§ WHAT YOU WILL DO: Turn every line of the listing below into a JSON list of strings, one string per line, leaving out any blank lines.

§ TASK INPUTS:

-- -- --

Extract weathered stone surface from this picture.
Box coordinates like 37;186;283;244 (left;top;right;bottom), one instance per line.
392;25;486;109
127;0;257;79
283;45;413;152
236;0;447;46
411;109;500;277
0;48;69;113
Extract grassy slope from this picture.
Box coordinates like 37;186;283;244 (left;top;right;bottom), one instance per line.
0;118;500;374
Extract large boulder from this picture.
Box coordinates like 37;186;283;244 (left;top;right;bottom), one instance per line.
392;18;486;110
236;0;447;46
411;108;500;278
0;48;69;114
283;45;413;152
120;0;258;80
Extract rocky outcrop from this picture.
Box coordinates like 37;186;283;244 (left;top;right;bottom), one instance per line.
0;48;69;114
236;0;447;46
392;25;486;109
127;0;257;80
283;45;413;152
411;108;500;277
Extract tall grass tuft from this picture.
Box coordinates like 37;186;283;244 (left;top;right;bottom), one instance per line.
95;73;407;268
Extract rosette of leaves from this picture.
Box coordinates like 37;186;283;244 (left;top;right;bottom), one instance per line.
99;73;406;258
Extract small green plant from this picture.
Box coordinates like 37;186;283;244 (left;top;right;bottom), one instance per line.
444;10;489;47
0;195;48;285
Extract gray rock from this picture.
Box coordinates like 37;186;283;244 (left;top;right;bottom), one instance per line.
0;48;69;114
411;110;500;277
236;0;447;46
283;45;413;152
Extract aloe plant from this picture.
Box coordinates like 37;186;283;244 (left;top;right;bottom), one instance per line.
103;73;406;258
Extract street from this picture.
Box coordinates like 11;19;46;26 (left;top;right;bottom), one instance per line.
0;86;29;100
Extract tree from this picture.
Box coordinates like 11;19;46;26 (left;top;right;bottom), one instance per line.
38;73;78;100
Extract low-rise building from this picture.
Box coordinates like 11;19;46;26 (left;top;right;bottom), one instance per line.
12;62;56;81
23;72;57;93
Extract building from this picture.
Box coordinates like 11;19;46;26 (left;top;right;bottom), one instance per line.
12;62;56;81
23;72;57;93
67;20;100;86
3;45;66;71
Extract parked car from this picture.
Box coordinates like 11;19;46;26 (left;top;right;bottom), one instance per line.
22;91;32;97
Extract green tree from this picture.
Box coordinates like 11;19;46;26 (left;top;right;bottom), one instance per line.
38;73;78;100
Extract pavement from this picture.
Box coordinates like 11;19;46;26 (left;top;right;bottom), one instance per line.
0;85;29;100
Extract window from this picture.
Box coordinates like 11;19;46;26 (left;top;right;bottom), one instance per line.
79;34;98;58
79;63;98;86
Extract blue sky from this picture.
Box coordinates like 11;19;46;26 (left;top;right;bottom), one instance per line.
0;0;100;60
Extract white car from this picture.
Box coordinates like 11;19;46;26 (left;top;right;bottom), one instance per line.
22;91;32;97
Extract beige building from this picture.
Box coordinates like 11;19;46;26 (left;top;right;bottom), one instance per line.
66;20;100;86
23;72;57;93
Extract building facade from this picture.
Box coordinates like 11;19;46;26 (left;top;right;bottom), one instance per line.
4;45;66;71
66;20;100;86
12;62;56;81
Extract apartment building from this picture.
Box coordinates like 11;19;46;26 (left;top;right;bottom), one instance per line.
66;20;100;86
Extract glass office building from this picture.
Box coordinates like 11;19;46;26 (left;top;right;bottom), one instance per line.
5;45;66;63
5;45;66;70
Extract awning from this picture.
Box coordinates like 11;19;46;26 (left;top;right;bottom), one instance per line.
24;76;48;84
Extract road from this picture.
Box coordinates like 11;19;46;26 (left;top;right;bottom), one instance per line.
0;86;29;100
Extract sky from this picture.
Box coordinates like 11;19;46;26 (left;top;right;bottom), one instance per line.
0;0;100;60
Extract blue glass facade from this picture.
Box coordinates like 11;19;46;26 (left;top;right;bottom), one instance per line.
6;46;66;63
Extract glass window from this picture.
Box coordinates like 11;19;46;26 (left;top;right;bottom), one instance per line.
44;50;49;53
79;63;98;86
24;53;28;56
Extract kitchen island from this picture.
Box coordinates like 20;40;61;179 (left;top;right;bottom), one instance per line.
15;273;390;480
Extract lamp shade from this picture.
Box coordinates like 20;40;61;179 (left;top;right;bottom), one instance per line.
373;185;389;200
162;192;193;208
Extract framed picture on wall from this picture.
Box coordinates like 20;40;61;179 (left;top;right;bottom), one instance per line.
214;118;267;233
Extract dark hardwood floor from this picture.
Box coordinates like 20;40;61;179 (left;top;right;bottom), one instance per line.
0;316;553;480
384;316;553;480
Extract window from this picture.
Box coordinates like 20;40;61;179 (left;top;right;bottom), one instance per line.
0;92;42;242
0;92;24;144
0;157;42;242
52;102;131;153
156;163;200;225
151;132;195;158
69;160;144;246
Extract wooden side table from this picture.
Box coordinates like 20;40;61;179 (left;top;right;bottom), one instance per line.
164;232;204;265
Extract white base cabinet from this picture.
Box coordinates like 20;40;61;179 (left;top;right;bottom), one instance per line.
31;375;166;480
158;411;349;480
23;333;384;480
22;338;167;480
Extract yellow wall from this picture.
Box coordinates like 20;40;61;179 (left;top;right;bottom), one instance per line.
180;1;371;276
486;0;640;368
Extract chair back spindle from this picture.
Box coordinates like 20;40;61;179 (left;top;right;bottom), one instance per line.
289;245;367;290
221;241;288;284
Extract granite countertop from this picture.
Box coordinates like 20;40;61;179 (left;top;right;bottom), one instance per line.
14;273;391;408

-- -- --

§ ANSWER TO THIS TASK:
[
  "Extract weathered stone surface from this picture.",
  "Box coordinates like 37;186;283;244 (left;top;right;bottom), one instance per line.",
  "392;25;486;109",
  "127;0;257;79",
  "283;45;413;152",
  "236;0;447;46",
  "411;109;500;277",
  "0;48;69;113",
  "Extract grassy slope from this picture.",
  "Box coordinates like 37;186;283;244 (left;top;right;bottom), one instance per line.",
  "0;118;500;374",
  "Extract large boulder from this picture.",
  "Box coordinates like 37;186;283;244 (left;top;right;bottom), one instance per line.",
  "392;18;486;110",
  "236;0;447;46",
  "411;108;500;278",
  "0;48;69;114",
  "283;45;413;152",
  "120;0;258;80",
  "Extract rocky outcrop from this picture.",
  "Box coordinates like 37;186;283;244 (left;top;right;bottom), one instance per line.",
  "0;48;69;114",
  "236;0;447;46",
  "392;25;486;109",
  "127;0;257;80",
  "283;45;413;152",
  "411;108;500;277",
  "Extract tall grass tuft from this picture.",
  "Box coordinates like 37;186;283;244 (left;top;right;bottom), one instance per line.",
  "95;73;407;268",
  "Extract rosette of leaves from this picture.",
  "Box coordinates like 37;186;283;244 (left;top;right;bottom), one instance per line.",
  "99;73;406;258",
  "Extract small green plant from this picture.",
  "Box coordinates like 37;186;283;244 (left;top;right;bottom), one instance per line.",
  "444;10;489;47",
  "0;195;48;285",
  "Extract gray rock from this picture.",
  "Box coordinates like 37;186;283;244 (left;top;right;bottom), one instance per line.",
  "0;48;69;114",
  "411;110;500;277",
  "236;0;447;46",
  "283;45;413;152",
  "Extract aloe plant from this picture.",
  "Box coordinates like 37;186;283;244 (left;top;right;bottom), one instance per line.",
  "103;73;406;258",
  "Extract street from this picture.",
  "Box coordinates like 11;19;46;26 (left;top;right;bottom), one instance per line.",
  "0;86;29;100",
  "Extract tree from this picture.",
  "Box coordinates like 11;19;46;26 (left;top;right;bottom), one instance per line.",
  "38;73;78;100",
  "Extract low-rise building from this picture.",
  "Box coordinates like 11;19;46;26 (left;top;right;bottom), one instance per line.",
  "12;62;56;81",
  "23;72;57;93",
  "Extract building from this picture.",
  "Box coordinates like 11;19;46;26 (left;top;right;bottom), one instance per line.",
  "12;62;56;81",
  "23;72;57;93",
  "67;20;100;86",
  "3;45;66;71",
  "Extract parked car from this picture.",
  "Box coordinates like 11;19;46;26 (left;top;right;bottom), one instance per line.",
  "22;91;32;97",
  "Extract green tree from this picture.",
  "Box coordinates like 11;19;46;26 (left;top;right;bottom), one instance per line.",
  "38;73;78;100",
  "Extract pavement from this picture.",
  "Box coordinates like 11;19;46;26 (left;top;right;bottom), one instance per line.",
  "0;85;29;100",
  "Extract window from this picture.",
  "Box coordinates like 11;19;46;26 (left;top;right;bottom), one instance per line.",
  "79;34;98;58",
  "79;63;98;86",
  "Extract blue sky from this picture.",
  "Box coordinates like 11;19;46;26 (left;top;right;bottom), one instance per line.",
  "0;0;100;60",
  "Extract white car from this picture.",
  "Box coordinates like 11;19;46;26 (left;top;right;bottom), one instance per line.",
  "22;91;32;97",
  "Extract beige building from this picture.",
  "Box coordinates like 11;19;46;26 (left;top;right;bottom), one instance per line.",
  "66;20;100;86",
  "23;72;57;93",
  "Extract building facade from this picture.",
  "Box coordinates like 11;19;46;26 (left;top;right;bottom), one instance per line.",
  "4;45;66;71",
  "66;20;100;86",
  "12;62;56;81",
  "Extract apartment building from this picture.",
  "Box coordinates like 11;19;46;26 (left;top;right;bottom), one instance per line.",
  "66;20;100;86",
  "Extract glass office building from this picture.",
  "Box coordinates like 11;19;46;26 (left;top;right;bottom), one instance per line.",
  "5;45;66;63",
  "5;45;66;70",
  "Extract awning from this picture.",
  "Box coordinates like 11;19;46;26 (left;top;right;bottom), one instance per line.",
  "24;76;48;84",
  "Extract road from this picture.",
  "Box coordinates like 11;19;46;26 (left;top;right;bottom), one instance per line.",
  "0;86;29;100",
  "Extract sky from this picture.",
  "Box coordinates like 11;19;46;26 (left;top;right;bottom), one instance per line.",
  "0;0;100;60",
  "Extract blue glass facade from this picture.",
  "Box coordinates like 11;19;46;26 (left;top;right;bottom), one instance per line.",
  "6;46;66;63",
  "Extract glass window from this picture.",
  "Box coordinates like 11;19;46;26 (left;top;right;bottom), one instance per line.",
  "44;50;49;53",
  "79;63;98;86",
  "24;53;28;56",
  "Extract kitchen island from this picture.",
  "Box coordinates like 20;40;61;179 (left;top;right;bottom), one instance per line.",
  "15;273;390;480",
  "Extract lamp shade from this picture.",
  "Box coordinates like 20;40;61;179 (left;top;right;bottom), one instance per line.",
  "373;185;389;200",
  "162;192;193;208",
  "Extract framed picture on wall from this picture.",
  "Box coordinates like 20;40;61;179 (left;top;right;bottom), one instance per line.",
  "214;118;267;233",
  "Extract dark hardwood floor from this picture.",
  "Box coordinates like 20;40;61;179 (left;top;right;bottom), one instance per line.",
  "0;316;553;480",
  "384;316;553;480",
  "Extract window from this picture.",
  "Box coordinates like 20;40;61;179 (left;top;right;bottom), one instance per line.",
  "0;92;42;242",
  "0;92;24;144",
  "0;157;42;242",
  "52;102;131;153",
  "156;163;200;225",
  "151;132;195;158",
  "69;160;144;246",
  "Extract wooden side table from this picture.",
  "Box coordinates like 20;40;61;179 (left;top;right;bottom), one instance per line.",
  "164;232;204;265",
  "Extract white base cabinet from this picture.",
  "Box coordinates like 20;40;61;179 (left;top;right;bottom), one instance per line.",
  "31;375;166;480",
  "158;411;349;480",
  "23;333;384;480",
  "22;338;167;480",
  "Extract yellow wall from this picture.",
  "Box coordinates like 20;40;61;179 (left;top;right;bottom), one instance per line.",
  "180;1;371;276",
  "486;0;640;368",
  "Extract chair back spindle from this picture.",
  "Box coordinates like 20;40;61;179 (left;top;right;bottom), one instance per line.",
  "289;245;367;290",
  "221;241;288;284",
  "Extract granite countertop from this picture.",
  "Box coordinates like 20;40;61;179 (left;top;right;bottom), one instance per line.",
  "14;273;391;408"
]